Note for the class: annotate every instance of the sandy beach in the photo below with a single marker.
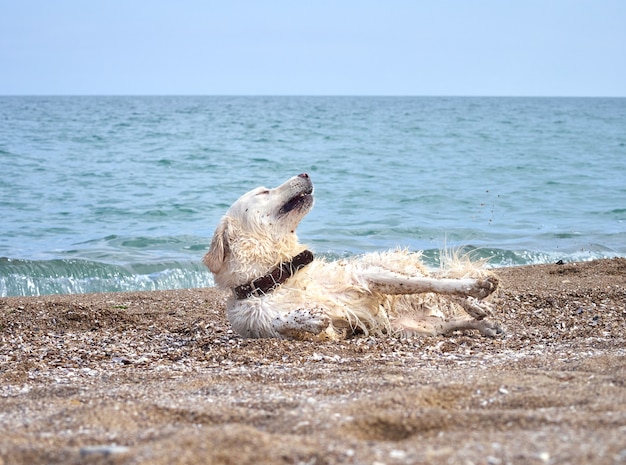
(159, 377)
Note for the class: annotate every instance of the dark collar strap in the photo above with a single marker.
(274, 278)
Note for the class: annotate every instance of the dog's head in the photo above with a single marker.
(258, 231)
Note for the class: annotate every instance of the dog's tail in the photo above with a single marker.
(458, 264)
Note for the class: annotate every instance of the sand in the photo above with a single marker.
(159, 377)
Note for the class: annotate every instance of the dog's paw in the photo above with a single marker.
(490, 328)
(308, 320)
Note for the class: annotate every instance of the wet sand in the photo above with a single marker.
(159, 377)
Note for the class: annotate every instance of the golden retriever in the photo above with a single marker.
(280, 290)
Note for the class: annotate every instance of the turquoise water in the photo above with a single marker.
(122, 193)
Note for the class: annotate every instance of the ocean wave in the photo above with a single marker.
(79, 276)
(32, 277)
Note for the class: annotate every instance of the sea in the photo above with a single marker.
(106, 193)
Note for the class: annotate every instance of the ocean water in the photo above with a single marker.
(123, 193)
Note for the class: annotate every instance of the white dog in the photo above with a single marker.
(280, 290)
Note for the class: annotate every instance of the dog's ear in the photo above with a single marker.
(216, 255)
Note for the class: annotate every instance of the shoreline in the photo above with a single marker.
(159, 377)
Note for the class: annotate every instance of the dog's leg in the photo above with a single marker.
(293, 324)
(479, 309)
(388, 282)
(434, 326)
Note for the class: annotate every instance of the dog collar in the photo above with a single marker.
(274, 278)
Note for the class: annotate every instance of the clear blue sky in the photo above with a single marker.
(321, 47)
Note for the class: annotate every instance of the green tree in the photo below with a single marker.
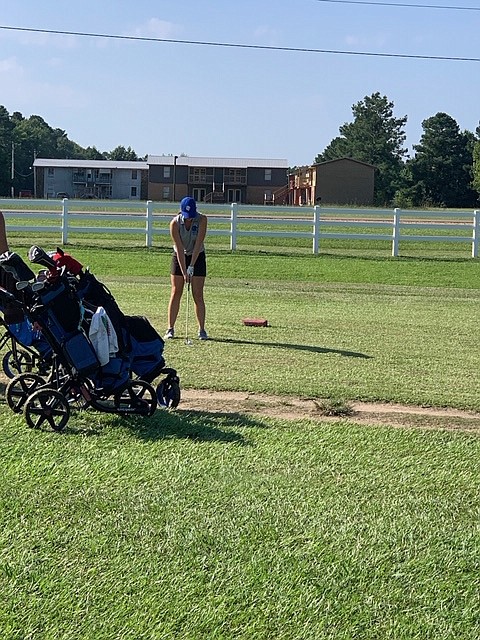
(442, 169)
(120, 153)
(377, 137)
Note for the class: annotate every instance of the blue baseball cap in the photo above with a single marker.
(188, 207)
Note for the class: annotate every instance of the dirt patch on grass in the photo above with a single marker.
(291, 408)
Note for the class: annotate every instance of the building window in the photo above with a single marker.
(198, 175)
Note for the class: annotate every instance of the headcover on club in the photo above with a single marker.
(37, 255)
(63, 259)
(14, 264)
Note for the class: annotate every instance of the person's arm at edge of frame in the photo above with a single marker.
(202, 232)
(3, 235)
(179, 248)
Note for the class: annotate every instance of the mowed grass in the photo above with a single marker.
(193, 524)
(198, 525)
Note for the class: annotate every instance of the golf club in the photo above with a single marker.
(187, 339)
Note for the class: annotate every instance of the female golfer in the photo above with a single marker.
(187, 230)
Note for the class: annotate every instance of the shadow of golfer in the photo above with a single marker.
(299, 347)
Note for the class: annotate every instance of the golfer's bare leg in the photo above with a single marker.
(175, 297)
(198, 282)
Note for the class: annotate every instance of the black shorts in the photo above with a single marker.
(200, 268)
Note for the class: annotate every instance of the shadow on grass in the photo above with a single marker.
(201, 426)
(299, 347)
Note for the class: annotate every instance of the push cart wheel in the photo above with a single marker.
(15, 363)
(47, 406)
(168, 392)
(138, 397)
(19, 388)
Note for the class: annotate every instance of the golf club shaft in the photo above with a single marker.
(188, 310)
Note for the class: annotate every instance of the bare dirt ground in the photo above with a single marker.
(290, 408)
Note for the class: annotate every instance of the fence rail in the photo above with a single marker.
(391, 223)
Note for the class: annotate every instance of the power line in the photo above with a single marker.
(241, 46)
(402, 4)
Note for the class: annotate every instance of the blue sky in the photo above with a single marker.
(174, 98)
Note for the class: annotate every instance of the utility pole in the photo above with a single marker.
(13, 169)
(175, 158)
(34, 174)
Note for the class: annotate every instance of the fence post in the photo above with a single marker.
(316, 229)
(233, 226)
(475, 234)
(149, 224)
(396, 232)
(64, 215)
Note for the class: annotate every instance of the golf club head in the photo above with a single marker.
(39, 256)
(38, 286)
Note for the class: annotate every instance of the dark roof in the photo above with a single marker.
(367, 164)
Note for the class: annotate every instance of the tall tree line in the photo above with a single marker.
(24, 139)
(445, 167)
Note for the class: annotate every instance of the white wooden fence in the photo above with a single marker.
(394, 225)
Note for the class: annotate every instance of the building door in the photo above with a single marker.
(199, 194)
(235, 195)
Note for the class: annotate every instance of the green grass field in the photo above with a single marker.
(205, 525)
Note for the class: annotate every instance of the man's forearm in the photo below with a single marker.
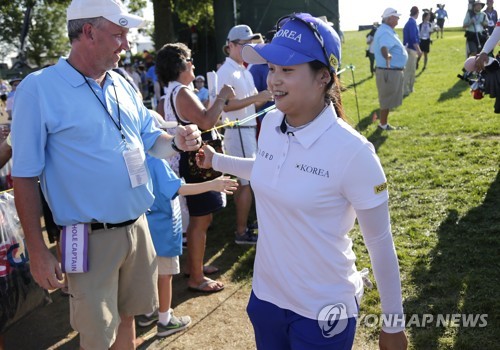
(162, 148)
(27, 199)
(235, 104)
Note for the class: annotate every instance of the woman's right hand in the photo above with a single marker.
(204, 157)
(227, 92)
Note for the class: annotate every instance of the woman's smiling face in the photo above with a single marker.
(297, 90)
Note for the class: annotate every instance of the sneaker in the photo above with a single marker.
(247, 238)
(175, 325)
(145, 320)
(387, 127)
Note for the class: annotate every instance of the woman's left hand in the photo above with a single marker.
(392, 341)
(188, 138)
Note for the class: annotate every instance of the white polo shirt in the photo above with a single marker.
(307, 186)
(231, 73)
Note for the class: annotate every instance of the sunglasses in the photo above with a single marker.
(313, 27)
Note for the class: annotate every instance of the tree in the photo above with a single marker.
(46, 29)
(189, 12)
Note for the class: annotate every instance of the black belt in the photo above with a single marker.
(100, 226)
(390, 68)
(241, 127)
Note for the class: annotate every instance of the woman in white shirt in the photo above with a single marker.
(313, 175)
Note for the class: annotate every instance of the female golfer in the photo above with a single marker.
(313, 175)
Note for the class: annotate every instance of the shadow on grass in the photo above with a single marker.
(455, 91)
(358, 82)
(461, 276)
(47, 327)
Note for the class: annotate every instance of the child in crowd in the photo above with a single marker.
(164, 219)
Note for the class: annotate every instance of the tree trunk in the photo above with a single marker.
(164, 25)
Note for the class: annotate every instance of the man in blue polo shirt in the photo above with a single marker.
(390, 60)
(83, 131)
(411, 40)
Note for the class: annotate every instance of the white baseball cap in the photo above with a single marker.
(112, 10)
(390, 12)
(241, 32)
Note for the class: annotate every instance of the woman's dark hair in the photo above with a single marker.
(171, 62)
(332, 89)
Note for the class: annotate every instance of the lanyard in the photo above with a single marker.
(119, 124)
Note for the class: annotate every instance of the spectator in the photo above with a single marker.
(166, 230)
(390, 59)
(411, 41)
(425, 30)
(129, 68)
(305, 273)
(441, 15)
(241, 140)
(369, 51)
(201, 91)
(475, 23)
(175, 69)
(492, 16)
(83, 130)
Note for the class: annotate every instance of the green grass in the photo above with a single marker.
(443, 172)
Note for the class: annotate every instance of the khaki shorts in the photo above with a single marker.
(168, 265)
(232, 144)
(122, 280)
(390, 88)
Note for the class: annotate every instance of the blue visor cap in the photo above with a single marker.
(301, 38)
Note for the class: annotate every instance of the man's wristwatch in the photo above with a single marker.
(174, 146)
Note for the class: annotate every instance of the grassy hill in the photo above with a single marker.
(443, 171)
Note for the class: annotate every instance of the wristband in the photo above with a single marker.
(174, 146)
(222, 99)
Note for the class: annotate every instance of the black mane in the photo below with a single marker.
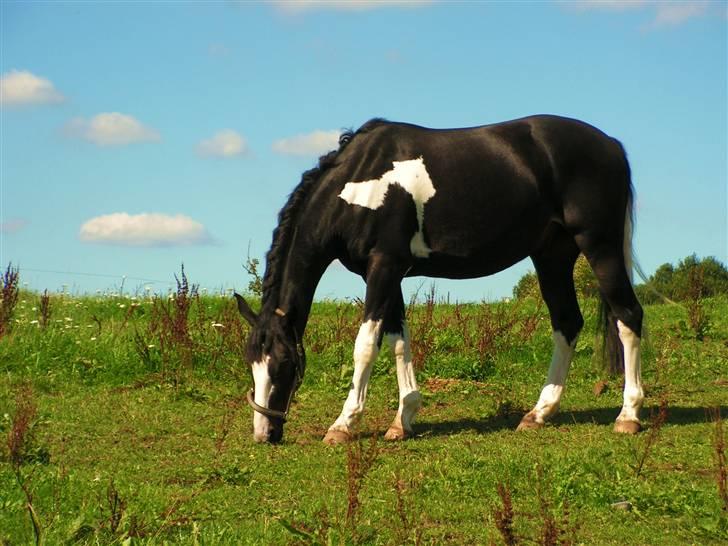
(288, 215)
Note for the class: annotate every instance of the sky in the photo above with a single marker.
(136, 136)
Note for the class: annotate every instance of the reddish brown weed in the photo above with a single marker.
(10, 292)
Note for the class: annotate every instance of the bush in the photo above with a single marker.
(678, 283)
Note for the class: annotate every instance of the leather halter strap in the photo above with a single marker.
(265, 411)
(300, 370)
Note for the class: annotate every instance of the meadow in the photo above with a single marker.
(123, 421)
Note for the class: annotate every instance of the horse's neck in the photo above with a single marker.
(302, 273)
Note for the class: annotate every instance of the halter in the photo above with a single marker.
(300, 370)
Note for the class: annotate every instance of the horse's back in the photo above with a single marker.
(479, 197)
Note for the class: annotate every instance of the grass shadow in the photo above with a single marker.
(677, 415)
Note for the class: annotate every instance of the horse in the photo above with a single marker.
(398, 200)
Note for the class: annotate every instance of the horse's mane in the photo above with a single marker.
(287, 217)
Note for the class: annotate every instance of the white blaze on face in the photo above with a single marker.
(413, 177)
(263, 385)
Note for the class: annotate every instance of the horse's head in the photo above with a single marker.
(278, 363)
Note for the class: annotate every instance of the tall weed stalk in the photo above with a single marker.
(10, 292)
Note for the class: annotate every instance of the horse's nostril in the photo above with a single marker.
(276, 435)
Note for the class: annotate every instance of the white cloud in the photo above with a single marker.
(603, 5)
(674, 13)
(226, 143)
(21, 88)
(665, 14)
(13, 225)
(298, 6)
(311, 144)
(146, 229)
(111, 129)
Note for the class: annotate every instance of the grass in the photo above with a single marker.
(116, 431)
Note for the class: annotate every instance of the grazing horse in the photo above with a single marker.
(398, 200)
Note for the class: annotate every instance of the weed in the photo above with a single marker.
(19, 445)
(408, 530)
(169, 323)
(554, 532)
(504, 515)
(10, 292)
(698, 316)
(44, 306)
(358, 463)
(255, 285)
(423, 328)
(658, 420)
(721, 467)
(115, 505)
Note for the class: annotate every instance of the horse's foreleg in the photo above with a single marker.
(366, 349)
(628, 420)
(410, 399)
(548, 402)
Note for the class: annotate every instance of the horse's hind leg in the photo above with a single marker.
(555, 267)
(410, 400)
(610, 267)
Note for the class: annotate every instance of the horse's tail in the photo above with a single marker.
(612, 349)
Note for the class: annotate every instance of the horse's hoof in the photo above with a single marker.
(627, 427)
(529, 422)
(336, 437)
(396, 433)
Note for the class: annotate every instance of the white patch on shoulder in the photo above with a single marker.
(413, 177)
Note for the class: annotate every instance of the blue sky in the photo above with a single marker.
(139, 135)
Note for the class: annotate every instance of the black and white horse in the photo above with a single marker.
(397, 200)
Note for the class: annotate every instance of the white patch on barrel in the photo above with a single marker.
(413, 177)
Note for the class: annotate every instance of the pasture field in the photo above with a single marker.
(123, 421)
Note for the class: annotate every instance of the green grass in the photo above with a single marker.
(142, 438)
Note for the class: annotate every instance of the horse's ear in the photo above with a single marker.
(245, 310)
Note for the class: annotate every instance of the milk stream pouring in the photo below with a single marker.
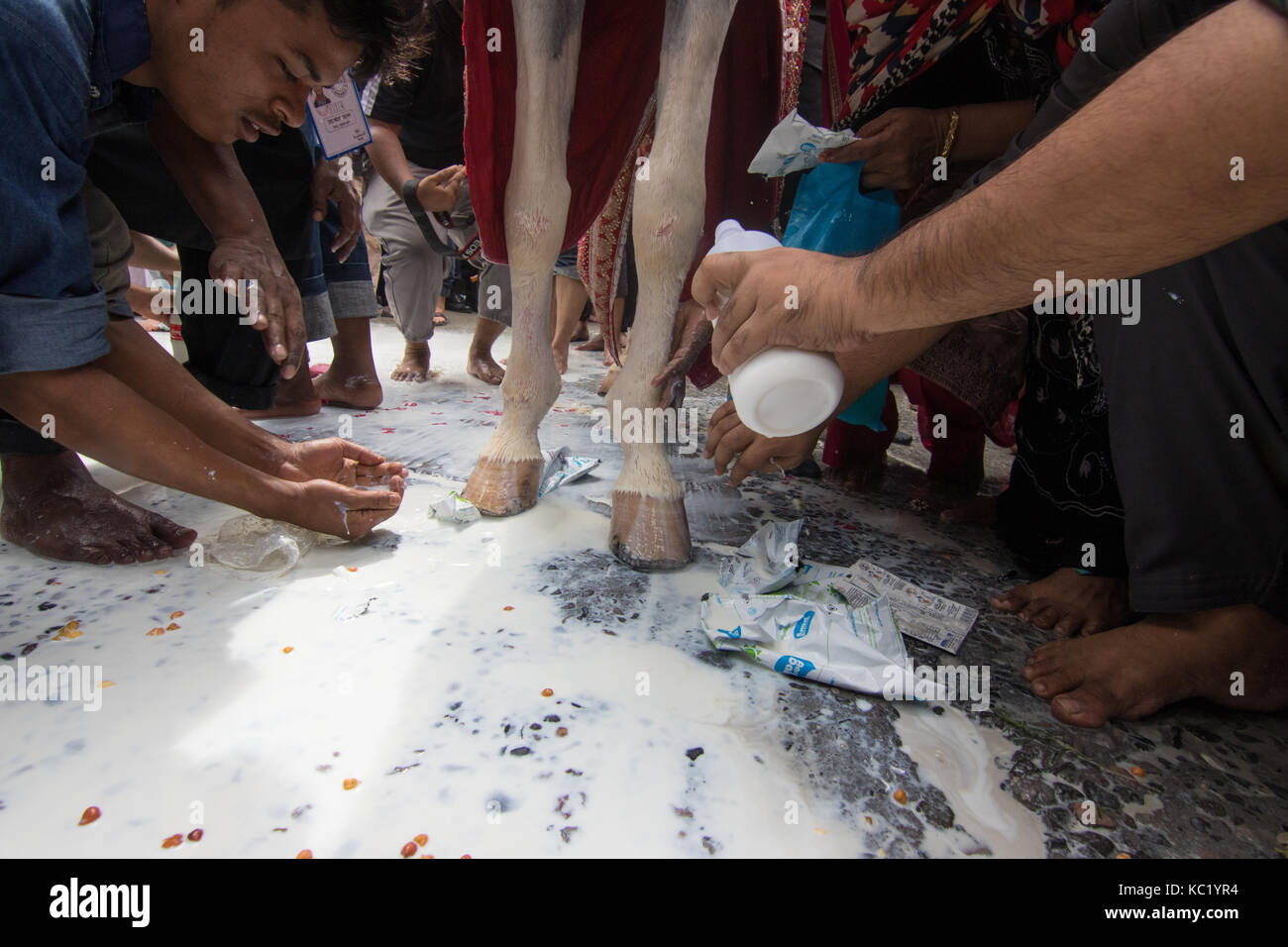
(778, 392)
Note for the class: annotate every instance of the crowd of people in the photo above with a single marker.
(1025, 141)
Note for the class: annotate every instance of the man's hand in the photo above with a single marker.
(327, 185)
(342, 462)
(691, 335)
(438, 191)
(729, 437)
(279, 313)
(897, 147)
(794, 298)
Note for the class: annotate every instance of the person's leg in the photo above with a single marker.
(570, 300)
(494, 315)
(412, 270)
(1197, 418)
(352, 379)
(1061, 514)
(51, 504)
(855, 455)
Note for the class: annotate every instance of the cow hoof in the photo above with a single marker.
(649, 532)
(501, 488)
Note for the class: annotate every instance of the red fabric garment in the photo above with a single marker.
(617, 76)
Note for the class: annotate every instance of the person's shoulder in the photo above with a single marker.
(58, 33)
(47, 22)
· · · ·
● 作業内容: 「the person's shoulder」を含む行から最後の行までを、一字も変えずに抜き出してください。

● 出力結果:
Note for the class: annotate every instance of the person's shoulder in the photo above with a single marker.
(58, 33)
(47, 22)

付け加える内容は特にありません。